**Exercise goal**. Rewrite the material as a numbered list, starting at the line containing "like x=320, y=189." and ending at the line containing "x=289, y=177", with both of those lines included. Give only those lines, and leave out blank lines and the pictures.

**Given records**.
☆ ☆ ☆ ☆ ☆ ☆ ☆

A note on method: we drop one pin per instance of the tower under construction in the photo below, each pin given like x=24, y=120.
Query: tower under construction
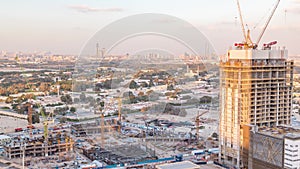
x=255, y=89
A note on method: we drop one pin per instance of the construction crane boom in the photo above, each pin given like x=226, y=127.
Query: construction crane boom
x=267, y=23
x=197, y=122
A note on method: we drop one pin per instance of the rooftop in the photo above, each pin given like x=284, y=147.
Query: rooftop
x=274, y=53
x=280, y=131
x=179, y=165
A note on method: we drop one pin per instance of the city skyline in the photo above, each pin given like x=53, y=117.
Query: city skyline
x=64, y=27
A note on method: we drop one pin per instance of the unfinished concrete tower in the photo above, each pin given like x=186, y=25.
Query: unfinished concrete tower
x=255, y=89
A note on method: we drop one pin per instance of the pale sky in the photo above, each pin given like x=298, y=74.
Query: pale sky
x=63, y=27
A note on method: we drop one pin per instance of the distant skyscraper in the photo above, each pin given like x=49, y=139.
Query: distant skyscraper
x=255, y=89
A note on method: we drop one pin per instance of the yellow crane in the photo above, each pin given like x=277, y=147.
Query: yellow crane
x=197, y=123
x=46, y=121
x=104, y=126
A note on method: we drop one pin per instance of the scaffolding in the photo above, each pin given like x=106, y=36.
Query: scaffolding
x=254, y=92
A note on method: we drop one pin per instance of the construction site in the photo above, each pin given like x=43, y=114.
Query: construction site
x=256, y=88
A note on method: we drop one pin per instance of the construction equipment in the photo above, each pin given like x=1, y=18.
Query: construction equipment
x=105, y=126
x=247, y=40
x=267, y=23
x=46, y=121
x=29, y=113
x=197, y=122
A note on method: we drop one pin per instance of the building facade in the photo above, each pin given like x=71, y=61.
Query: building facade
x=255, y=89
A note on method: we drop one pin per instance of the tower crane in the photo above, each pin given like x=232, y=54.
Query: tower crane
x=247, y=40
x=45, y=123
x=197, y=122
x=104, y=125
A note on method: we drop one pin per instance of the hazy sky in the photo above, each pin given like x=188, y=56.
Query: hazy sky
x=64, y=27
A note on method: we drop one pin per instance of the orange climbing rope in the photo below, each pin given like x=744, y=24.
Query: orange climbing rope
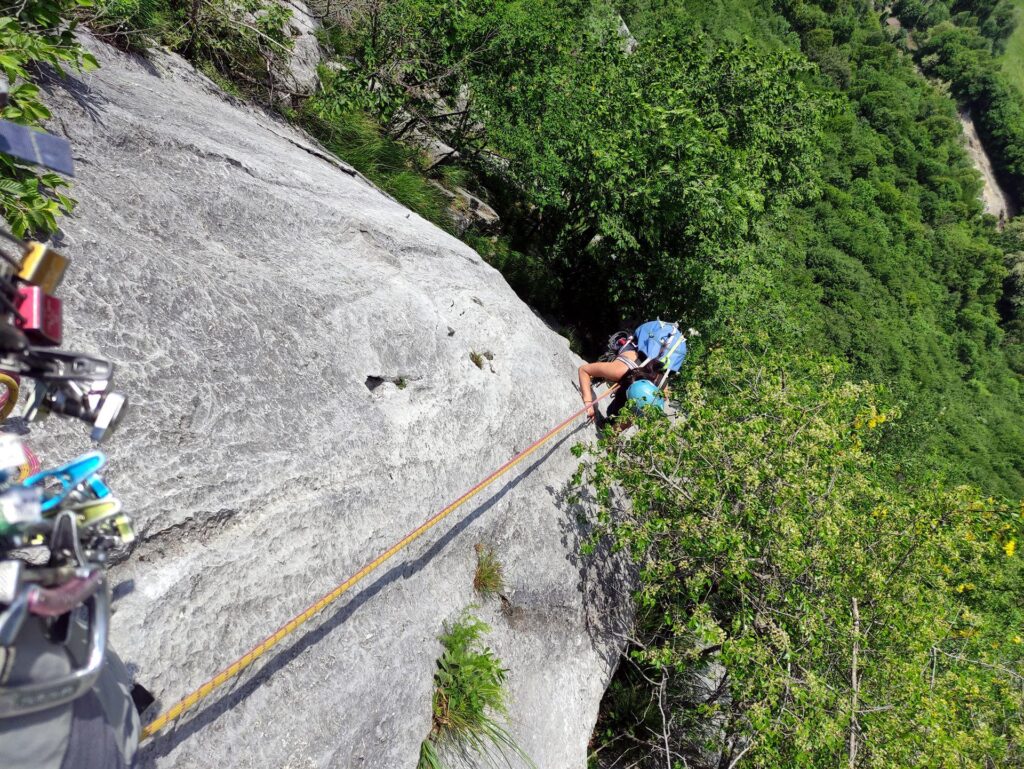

☆ ☆ ☆ ☆ ☆ ☆ ☆

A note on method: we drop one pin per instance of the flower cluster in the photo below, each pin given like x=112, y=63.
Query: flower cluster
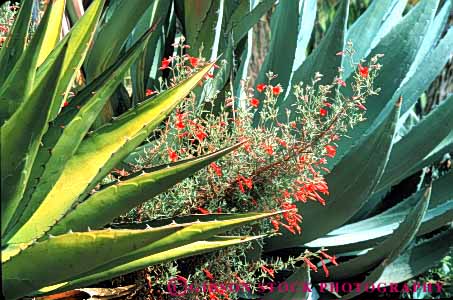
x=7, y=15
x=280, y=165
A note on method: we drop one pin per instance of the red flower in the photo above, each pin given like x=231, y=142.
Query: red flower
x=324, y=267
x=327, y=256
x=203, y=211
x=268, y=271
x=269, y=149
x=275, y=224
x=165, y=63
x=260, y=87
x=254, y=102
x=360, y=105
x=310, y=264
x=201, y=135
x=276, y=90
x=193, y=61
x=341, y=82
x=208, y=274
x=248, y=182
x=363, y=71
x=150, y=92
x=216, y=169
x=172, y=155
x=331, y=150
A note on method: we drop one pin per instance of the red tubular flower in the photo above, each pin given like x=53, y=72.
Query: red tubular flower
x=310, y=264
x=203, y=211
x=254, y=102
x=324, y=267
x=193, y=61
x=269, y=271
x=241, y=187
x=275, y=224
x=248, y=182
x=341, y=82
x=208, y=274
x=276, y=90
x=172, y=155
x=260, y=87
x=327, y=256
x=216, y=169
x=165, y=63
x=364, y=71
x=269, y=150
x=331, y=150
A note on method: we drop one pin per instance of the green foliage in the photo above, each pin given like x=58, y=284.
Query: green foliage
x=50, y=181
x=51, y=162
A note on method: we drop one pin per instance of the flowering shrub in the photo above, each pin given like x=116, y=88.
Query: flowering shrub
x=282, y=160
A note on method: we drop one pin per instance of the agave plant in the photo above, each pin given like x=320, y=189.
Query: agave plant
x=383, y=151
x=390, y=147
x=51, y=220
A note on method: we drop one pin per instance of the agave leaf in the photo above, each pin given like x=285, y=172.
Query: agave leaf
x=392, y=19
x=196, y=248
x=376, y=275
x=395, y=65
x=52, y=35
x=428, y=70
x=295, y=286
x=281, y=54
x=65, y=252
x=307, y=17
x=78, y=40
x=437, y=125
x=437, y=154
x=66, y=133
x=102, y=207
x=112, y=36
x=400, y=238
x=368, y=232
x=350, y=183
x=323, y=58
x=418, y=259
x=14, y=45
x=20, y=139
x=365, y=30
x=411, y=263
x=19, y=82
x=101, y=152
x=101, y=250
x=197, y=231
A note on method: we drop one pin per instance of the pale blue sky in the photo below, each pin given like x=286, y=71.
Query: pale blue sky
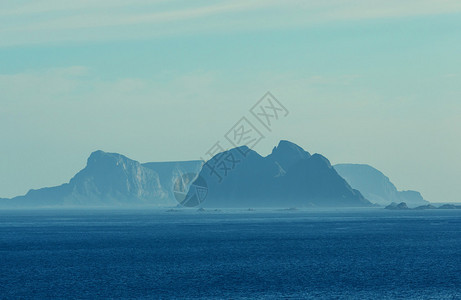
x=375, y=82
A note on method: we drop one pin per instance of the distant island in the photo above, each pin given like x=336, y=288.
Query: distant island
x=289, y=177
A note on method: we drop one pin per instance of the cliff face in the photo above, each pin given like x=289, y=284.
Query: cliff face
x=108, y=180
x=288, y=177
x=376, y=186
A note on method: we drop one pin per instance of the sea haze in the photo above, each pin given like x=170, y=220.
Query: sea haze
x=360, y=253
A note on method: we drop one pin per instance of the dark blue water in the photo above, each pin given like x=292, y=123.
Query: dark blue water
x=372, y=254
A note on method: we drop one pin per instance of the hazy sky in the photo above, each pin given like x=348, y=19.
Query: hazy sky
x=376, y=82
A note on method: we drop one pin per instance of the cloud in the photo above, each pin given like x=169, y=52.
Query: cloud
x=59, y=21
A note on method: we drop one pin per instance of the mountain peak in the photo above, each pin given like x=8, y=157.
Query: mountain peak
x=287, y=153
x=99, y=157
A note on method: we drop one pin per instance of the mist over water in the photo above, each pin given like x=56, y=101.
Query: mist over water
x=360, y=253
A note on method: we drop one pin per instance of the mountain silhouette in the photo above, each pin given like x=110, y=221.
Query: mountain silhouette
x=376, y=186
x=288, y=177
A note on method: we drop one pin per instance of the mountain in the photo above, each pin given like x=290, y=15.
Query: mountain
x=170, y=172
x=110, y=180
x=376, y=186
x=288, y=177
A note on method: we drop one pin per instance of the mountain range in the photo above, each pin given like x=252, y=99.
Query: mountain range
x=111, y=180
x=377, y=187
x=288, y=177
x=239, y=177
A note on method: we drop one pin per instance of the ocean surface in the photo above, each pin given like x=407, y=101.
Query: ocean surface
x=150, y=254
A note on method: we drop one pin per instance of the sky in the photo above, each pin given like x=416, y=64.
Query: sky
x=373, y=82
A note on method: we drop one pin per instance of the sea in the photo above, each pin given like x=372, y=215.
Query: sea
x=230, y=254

☆ ☆ ☆ ☆ ☆ ☆ ☆

**Exercise output**.
1. A note on method: we drop one pin per instance of the agave plant in the photo above, each pin given like x=320, y=189.
2. Query: agave plant
3. x=383, y=151
4. x=390, y=147
5. x=51, y=220
6. A note on method: we drop one pin per instance of the agave leaf in the photo above, each pin given like x=285, y=172.
7. Query: agave leaf
8. x=392, y=19
9. x=196, y=248
10. x=376, y=275
11. x=395, y=65
12. x=52, y=35
13. x=428, y=70
14. x=295, y=286
15. x=281, y=54
16. x=65, y=252
17. x=307, y=17
18. x=78, y=40
19. x=437, y=125
20. x=437, y=154
21. x=66, y=133
22. x=102, y=207
23. x=112, y=36
24. x=400, y=238
25. x=368, y=232
26. x=350, y=183
27. x=323, y=58
28. x=418, y=259
29. x=14, y=45
30. x=20, y=139
31. x=365, y=30
32. x=411, y=263
33. x=19, y=82
34. x=101, y=152
35. x=101, y=250
36. x=197, y=231
37. A note on method: we drop one pin per instance of the pale blue sky in the photo below, each pin given like x=286, y=71.
38. Query: pale blue sky
39. x=375, y=82
40. A note on method: we drop one pin per instance of the distant island in the photo above, each pin given like x=336, y=288.
41. Query: distant island
42. x=289, y=177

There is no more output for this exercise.